- What you will do -
A - Copy the routing policy text below word for word, from "Omegon's routing layer" to "serve lower requests)".
B - Answer these from the routing policy text below:
(i) Which three constraints guide the choice of provider/model combination?
(ii) Which provider comes first by default in the provider preference order?
(iii) What action does the "Compatible" classification take?

- Selected excerpt -
————————

Routing Policy

Omegon's routing layer selects concrete provider/model combinations for each inference request based on three constraints: model grade intent, thinking level, and context class.

Selection Flow

Filter to authenticated providers — only models with configured API keys or active OAuth sessions are considered
Match model grade intent — filter to models that satisfy the requested grade (higher grades can serve lower requests)
Check context floor — exclude models whose context ceiling is below the session's required minimum
Apply provider preference — order by the operator's provider preference (default: Anthropic first)
Check cooldowns — exclude providers/models that are in a cooldown period from recent failures
Select best candidate — first viable match wins

Downgrade Classification

When a model switch would change the context class, the harness classifies the transition:

Classification	Action	Example
Compatible	Auto-reroute (silent)	Massive → Extended (1 class, within floor)

————————

- Source information -
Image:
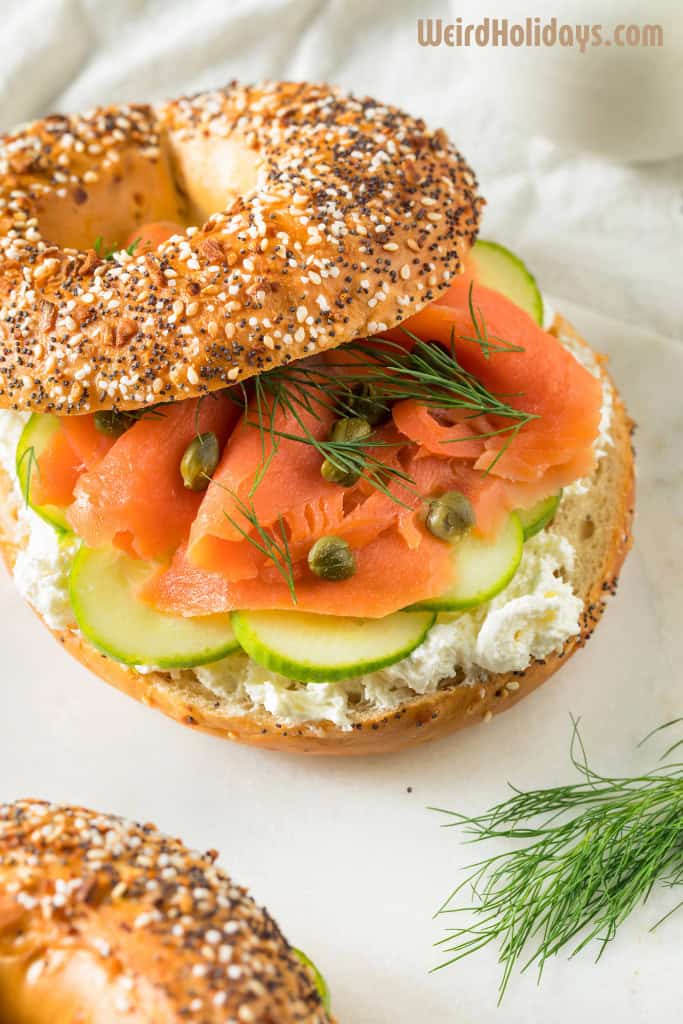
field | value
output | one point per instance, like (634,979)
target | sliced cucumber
(539,515)
(480,568)
(314,648)
(497,267)
(34,440)
(321,983)
(103,586)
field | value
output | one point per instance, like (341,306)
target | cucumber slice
(497,267)
(314,648)
(321,983)
(480,568)
(35,438)
(103,586)
(539,515)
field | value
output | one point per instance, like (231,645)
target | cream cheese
(535,615)
(589,360)
(41,570)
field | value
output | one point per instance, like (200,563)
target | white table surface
(349,861)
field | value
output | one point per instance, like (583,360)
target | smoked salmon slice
(135,497)
(268,481)
(77,445)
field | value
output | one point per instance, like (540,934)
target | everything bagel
(105,921)
(313,218)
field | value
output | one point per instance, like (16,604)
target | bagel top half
(108,922)
(314,217)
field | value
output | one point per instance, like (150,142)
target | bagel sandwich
(287,451)
(105,920)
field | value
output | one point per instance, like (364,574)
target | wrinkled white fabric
(603,236)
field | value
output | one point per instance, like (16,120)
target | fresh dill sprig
(428,373)
(595,851)
(481,331)
(108,254)
(273,545)
(349,457)
(29,455)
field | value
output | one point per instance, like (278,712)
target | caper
(112,423)
(331,558)
(350,428)
(364,401)
(450,516)
(346,430)
(333,473)
(200,461)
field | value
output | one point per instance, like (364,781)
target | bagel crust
(323,218)
(108,921)
(597,523)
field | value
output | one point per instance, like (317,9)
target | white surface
(349,862)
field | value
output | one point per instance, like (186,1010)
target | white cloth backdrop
(605,243)
(605,236)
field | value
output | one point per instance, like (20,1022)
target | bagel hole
(135,190)
(210,172)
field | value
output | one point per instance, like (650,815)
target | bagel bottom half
(598,525)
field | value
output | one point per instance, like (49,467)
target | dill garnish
(108,254)
(597,848)
(275,548)
(32,464)
(283,403)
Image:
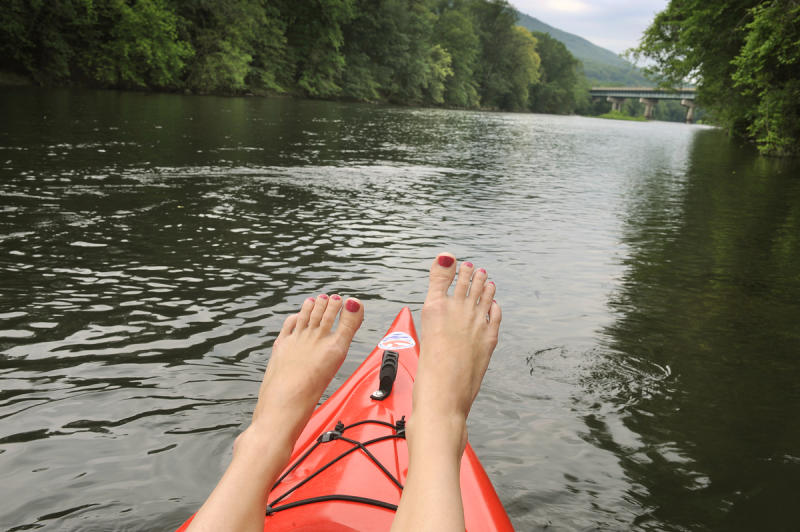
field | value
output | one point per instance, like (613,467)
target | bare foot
(305,357)
(459,334)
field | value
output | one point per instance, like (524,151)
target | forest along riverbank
(151,245)
(465,54)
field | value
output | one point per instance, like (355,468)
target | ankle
(434,434)
(258,444)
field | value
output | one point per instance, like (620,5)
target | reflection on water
(152,244)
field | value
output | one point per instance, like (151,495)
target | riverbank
(616,115)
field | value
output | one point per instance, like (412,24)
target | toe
(464,276)
(495,316)
(485,302)
(476,287)
(331,310)
(443,270)
(319,309)
(304,314)
(350,320)
(288,326)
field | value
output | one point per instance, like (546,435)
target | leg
(459,334)
(305,357)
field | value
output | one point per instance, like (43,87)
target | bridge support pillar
(649,105)
(616,103)
(690,105)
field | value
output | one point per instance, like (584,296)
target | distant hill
(601,66)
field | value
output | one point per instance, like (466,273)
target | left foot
(305,357)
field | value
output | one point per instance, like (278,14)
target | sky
(613,24)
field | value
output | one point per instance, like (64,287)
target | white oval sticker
(398,340)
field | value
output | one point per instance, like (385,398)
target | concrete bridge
(649,96)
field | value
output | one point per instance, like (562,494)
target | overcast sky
(613,24)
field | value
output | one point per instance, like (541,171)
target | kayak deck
(349,464)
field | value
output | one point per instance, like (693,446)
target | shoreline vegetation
(617,115)
(453,53)
(745,58)
(460,54)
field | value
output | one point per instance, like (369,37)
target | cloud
(575,7)
(613,24)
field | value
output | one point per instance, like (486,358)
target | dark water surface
(150,246)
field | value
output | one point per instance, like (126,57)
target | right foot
(459,334)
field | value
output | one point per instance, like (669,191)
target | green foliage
(133,45)
(555,93)
(455,32)
(462,53)
(768,67)
(509,64)
(239,45)
(745,57)
(619,115)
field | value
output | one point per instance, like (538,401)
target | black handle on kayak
(386,376)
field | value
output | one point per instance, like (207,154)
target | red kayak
(349,465)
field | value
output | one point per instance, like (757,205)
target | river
(647,375)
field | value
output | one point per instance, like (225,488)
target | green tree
(560,76)
(40,37)
(744,57)
(239,45)
(455,32)
(133,44)
(315,40)
(508,64)
(768,68)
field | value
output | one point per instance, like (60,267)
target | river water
(647,375)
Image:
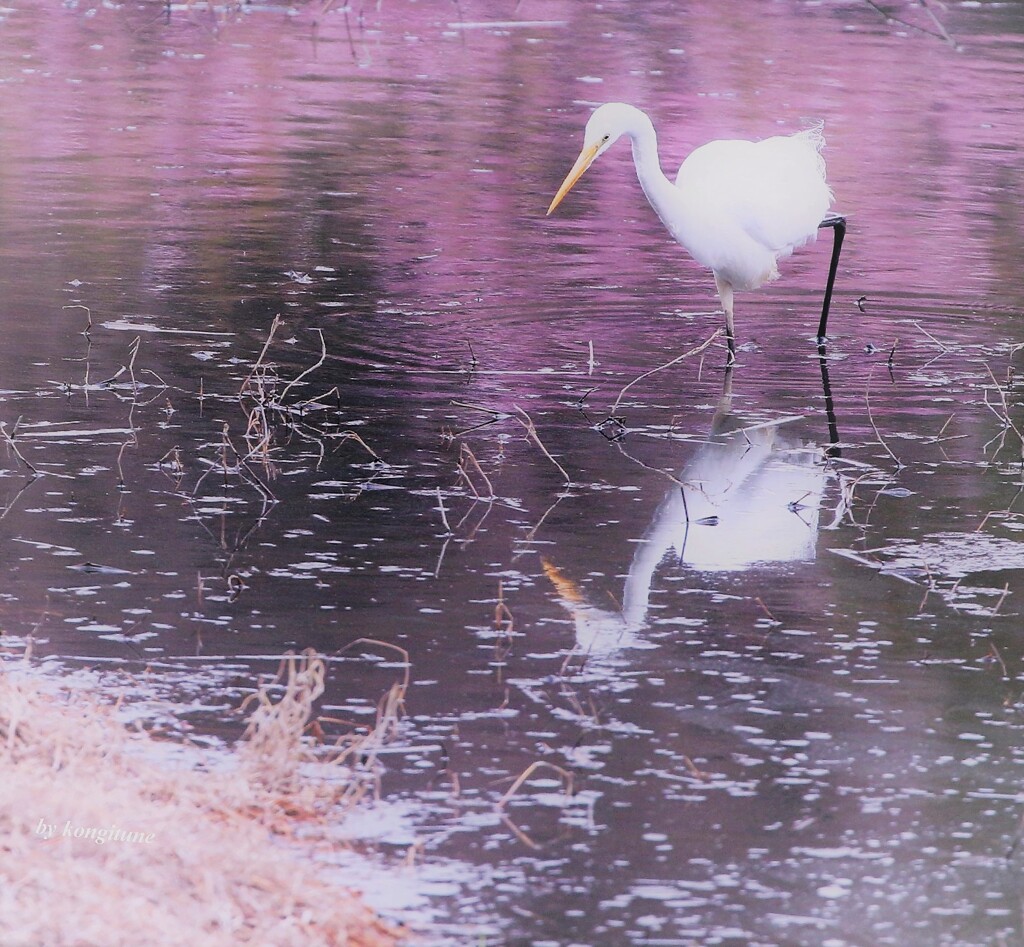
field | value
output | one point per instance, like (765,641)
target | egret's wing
(774,191)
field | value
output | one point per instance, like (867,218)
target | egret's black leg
(838,223)
(834,448)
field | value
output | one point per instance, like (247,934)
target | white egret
(737,207)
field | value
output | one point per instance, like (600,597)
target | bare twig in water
(867,401)
(527,423)
(942,33)
(565,776)
(440,506)
(311,369)
(678,358)
(13,446)
(467,461)
(945,348)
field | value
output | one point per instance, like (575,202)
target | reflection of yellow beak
(585,160)
(567,589)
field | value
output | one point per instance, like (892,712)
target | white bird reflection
(751,496)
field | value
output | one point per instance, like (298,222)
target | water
(795,719)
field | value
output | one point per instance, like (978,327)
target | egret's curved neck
(660,192)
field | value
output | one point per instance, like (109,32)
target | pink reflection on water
(428,149)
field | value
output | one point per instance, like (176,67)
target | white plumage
(737,207)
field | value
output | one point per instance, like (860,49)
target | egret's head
(606,125)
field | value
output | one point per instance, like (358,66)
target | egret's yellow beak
(585,160)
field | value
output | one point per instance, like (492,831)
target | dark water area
(772,627)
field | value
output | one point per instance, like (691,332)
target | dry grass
(222,867)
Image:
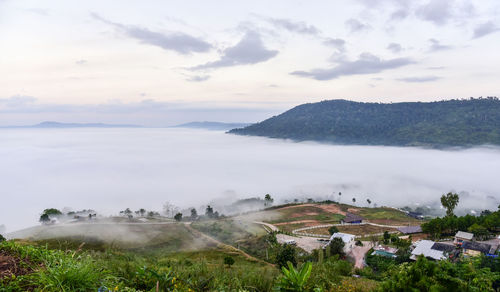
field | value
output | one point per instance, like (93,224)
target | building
(473,248)
(410,229)
(416,215)
(461,236)
(425,248)
(348,239)
(351,218)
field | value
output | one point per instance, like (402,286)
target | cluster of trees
(425,275)
(141,212)
(442,123)
(481,226)
(47,214)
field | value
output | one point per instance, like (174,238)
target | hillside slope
(443,123)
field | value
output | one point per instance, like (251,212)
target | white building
(424,247)
(348,239)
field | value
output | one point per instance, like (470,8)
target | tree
(229,261)
(449,201)
(52,212)
(387,237)
(337,246)
(333,230)
(209,212)
(44,218)
(294,280)
(194,214)
(286,253)
(480,232)
(268,200)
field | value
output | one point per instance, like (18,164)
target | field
(358,230)
(176,257)
(297,216)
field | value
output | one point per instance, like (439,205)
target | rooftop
(410,229)
(344,236)
(465,235)
(350,217)
(477,246)
(424,247)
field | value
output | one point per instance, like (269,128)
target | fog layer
(111,169)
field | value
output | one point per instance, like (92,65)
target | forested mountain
(442,123)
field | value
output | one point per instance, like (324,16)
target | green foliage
(387,236)
(292,279)
(443,123)
(268,200)
(44,218)
(449,201)
(425,275)
(194,214)
(286,254)
(52,212)
(333,229)
(480,232)
(449,225)
(337,246)
(228,260)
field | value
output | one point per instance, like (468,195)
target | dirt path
(224,245)
(358,253)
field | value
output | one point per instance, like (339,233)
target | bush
(229,261)
(286,253)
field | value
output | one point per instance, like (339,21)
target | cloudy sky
(164,62)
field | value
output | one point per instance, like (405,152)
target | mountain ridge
(434,124)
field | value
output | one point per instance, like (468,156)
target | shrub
(229,261)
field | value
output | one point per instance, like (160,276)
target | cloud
(16,101)
(299,27)
(355,25)
(198,78)
(400,14)
(436,68)
(395,48)
(437,46)
(440,12)
(249,50)
(419,79)
(39,11)
(172,41)
(436,11)
(366,64)
(339,44)
(485,29)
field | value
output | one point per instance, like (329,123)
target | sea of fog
(112,169)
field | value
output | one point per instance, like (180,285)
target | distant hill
(212,125)
(436,124)
(49,124)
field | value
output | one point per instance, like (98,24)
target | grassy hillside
(443,123)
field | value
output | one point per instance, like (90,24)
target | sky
(159,63)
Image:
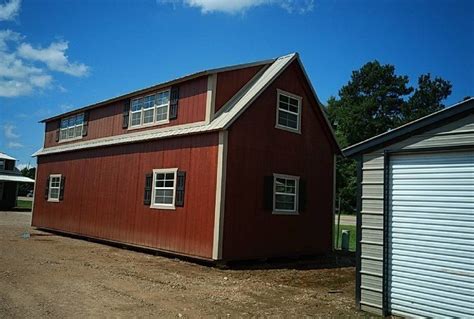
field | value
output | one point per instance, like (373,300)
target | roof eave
(159,86)
(410,128)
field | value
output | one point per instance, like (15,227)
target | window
(288,111)
(54,188)
(285,194)
(149,110)
(71,127)
(164,187)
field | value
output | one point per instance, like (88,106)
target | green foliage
(374,101)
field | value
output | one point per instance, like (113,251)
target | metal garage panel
(431,235)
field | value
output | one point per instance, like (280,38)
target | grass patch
(24,204)
(352,238)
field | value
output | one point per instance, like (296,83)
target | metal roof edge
(321,105)
(405,129)
(162,85)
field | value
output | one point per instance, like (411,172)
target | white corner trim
(211,97)
(220,196)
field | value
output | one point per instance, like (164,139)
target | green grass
(24,204)
(352,239)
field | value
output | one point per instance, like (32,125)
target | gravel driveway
(46,275)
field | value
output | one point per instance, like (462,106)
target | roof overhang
(160,86)
(425,123)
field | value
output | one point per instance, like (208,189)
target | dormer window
(288,112)
(71,127)
(150,110)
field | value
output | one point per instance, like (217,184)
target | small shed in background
(415,222)
(9,179)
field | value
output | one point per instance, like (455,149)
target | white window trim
(153,189)
(54,200)
(297,185)
(142,113)
(293,96)
(67,139)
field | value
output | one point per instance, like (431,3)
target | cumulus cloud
(236,6)
(25,68)
(11,136)
(9,10)
(54,57)
(15,145)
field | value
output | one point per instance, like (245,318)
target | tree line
(374,101)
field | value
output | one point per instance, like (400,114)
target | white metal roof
(15,178)
(5,156)
(222,120)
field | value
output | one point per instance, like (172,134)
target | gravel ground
(46,275)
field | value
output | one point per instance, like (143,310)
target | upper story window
(71,127)
(54,188)
(288,111)
(150,109)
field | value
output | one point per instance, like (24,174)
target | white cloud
(54,57)
(8,131)
(25,69)
(9,10)
(15,145)
(236,6)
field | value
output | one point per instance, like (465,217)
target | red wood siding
(249,230)
(104,192)
(230,82)
(107,120)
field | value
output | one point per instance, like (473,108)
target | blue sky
(59,55)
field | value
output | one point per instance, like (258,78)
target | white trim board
(220,197)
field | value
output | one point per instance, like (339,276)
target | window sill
(285,213)
(284,128)
(70,139)
(165,207)
(136,127)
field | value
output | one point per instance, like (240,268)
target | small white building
(415,220)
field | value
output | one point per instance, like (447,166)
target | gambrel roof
(223,118)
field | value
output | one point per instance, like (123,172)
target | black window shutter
(174,98)
(61,187)
(57,131)
(180,187)
(85,125)
(268,193)
(46,190)
(126,113)
(148,185)
(301,195)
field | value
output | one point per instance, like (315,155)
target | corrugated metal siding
(431,266)
(372,233)
(456,133)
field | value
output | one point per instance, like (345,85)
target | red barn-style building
(225,164)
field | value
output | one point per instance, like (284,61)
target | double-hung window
(54,188)
(288,111)
(71,127)
(164,188)
(285,194)
(150,109)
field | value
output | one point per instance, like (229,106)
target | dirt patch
(44,275)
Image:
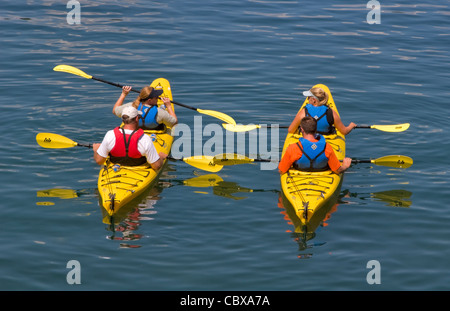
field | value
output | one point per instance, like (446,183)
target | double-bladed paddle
(78,72)
(385,128)
(215,163)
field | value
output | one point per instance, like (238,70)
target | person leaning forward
(147,103)
(311,153)
(128,145)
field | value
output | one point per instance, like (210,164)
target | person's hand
(126,89)
(166,101)
(95,146)
(346,163)
(162,155)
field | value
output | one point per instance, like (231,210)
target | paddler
(312,153)
(129,145)
(146,102)
(327,119)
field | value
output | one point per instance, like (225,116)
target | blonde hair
(320,94)
(143,94)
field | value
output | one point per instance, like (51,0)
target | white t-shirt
(145,146)
(161,117)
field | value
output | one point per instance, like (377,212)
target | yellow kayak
(307,192)
(118,186)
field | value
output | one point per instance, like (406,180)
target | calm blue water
(251,60)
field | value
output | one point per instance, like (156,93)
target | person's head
(147,96)
(130,115)
(308,125)
(316,96)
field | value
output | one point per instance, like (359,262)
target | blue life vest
(324,117)
(148,117)
(313,157)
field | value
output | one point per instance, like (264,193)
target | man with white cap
(128,145)
(327,119)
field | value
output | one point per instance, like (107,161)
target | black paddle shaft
(136,91)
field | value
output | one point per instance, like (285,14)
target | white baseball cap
(131,112)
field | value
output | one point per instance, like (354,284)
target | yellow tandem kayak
(307,192)
(118,186)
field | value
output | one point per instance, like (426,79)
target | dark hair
(309,125)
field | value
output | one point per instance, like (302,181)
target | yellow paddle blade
(72,70)
(240,127)
(205,163)
(219,115)
(391,128)
(57,193)
(54,141)
(397,161)
(231,159)
(209,180)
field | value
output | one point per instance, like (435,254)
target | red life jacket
(125,150)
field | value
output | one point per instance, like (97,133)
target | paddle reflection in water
(302,234)
(220,187)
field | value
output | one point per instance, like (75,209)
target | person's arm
(98,158)
(119,102)
(340,125)
(160,162)
(334,163)
(291,155)
(172,119)
(293,128)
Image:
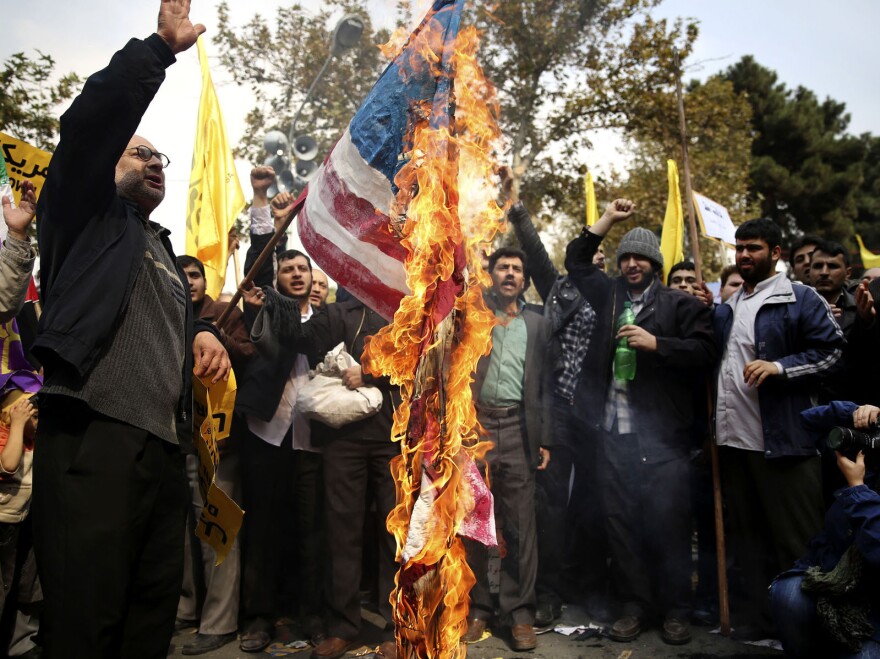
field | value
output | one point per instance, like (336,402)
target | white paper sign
(714,219)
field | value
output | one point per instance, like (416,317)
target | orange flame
(448,210)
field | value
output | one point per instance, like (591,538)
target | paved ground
(551,645)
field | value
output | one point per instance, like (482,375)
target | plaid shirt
(574,340)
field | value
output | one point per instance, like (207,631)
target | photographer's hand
(865,417)
(853,472)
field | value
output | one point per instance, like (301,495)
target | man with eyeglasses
(119,345)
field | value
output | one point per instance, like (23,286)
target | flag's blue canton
(379,128)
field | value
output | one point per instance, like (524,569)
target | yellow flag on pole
(672,236)
(592,209)
(869,259)
(215,198)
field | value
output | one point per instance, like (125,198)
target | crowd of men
(599,475)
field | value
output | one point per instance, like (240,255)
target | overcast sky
(831,49)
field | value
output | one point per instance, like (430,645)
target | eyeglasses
(146,154)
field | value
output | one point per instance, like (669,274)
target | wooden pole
(689,193)
(721,549)
(261,259)
(236,266)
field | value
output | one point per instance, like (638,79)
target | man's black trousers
(109,513)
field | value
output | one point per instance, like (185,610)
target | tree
(806,170)
(30,98)
(867,222)
(719,145)
(564,67)
(280,62)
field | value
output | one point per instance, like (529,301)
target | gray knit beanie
(641,242)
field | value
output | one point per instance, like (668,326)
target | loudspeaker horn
(277,163)
(305,170)
(305,147)
(275,143)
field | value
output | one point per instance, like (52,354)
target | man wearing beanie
(644,424)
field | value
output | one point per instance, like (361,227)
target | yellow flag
(672,236)
(221,518)
(24,163)
(869,259)
(592,210)
(215,197)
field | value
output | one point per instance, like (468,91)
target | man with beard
(281,470)
(116,340)
(856,380)
(801,254)
(320,289)
(644,425)
(778,339)
(218,592)
(512,392)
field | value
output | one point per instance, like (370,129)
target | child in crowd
(18,422)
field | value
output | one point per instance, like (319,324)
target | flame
(447,210)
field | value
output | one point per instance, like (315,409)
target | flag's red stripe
(349,272)
(356,215)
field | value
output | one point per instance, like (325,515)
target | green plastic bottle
(624,356)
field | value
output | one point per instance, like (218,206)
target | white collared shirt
(273,431)
(737,411)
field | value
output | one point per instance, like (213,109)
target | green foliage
(719,144)
(564,67)
(806,171)
(279,57)
(29,98)
(867,221)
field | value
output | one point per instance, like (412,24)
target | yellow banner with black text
(221,518)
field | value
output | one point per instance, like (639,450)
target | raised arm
(17,255)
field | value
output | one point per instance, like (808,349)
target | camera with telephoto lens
(847,440)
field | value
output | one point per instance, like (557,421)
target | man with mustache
(118,344)
(778,339)
(512,391)
(643,425)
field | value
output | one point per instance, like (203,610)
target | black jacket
(281,337)
(91,241)
(661,396)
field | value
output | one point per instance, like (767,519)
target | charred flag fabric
(345,223)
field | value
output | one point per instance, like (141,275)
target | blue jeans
(799,627)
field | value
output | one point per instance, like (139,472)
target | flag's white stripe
(362,180)
(388,269)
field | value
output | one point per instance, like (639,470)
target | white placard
(714,219)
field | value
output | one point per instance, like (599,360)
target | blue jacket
(794,327)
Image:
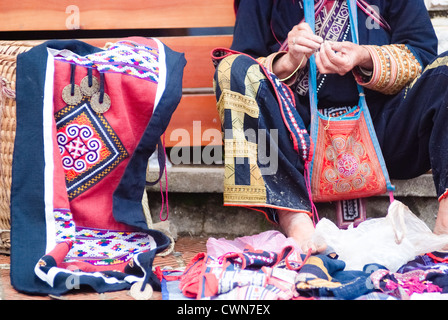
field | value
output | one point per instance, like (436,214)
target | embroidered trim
(394,66)
(126,57)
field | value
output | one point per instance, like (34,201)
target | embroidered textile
(251,151)
(88,146)
(87,221)
(394,66)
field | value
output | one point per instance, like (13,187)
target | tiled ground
(184,250)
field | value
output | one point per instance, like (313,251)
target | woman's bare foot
(300,227)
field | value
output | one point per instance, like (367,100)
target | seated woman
(404,83)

————————

- Task responses -
A -
Omegon's routing layer selects concrete provider/model combinations for each inference request based on three constraints: model grade intent, thinking level, and context class.

Selection Flow

Filter to authenticated providers — only models with configured API keys or active OAuth sessions are considered
Match model grade intent — filter to models that satisfy the requested grade (higher grades can serve lower requests)

B -
(i) Model grade intent, thinking level, and context class.
(ii) Anthropic.
(iii) Auto-reroute (silent).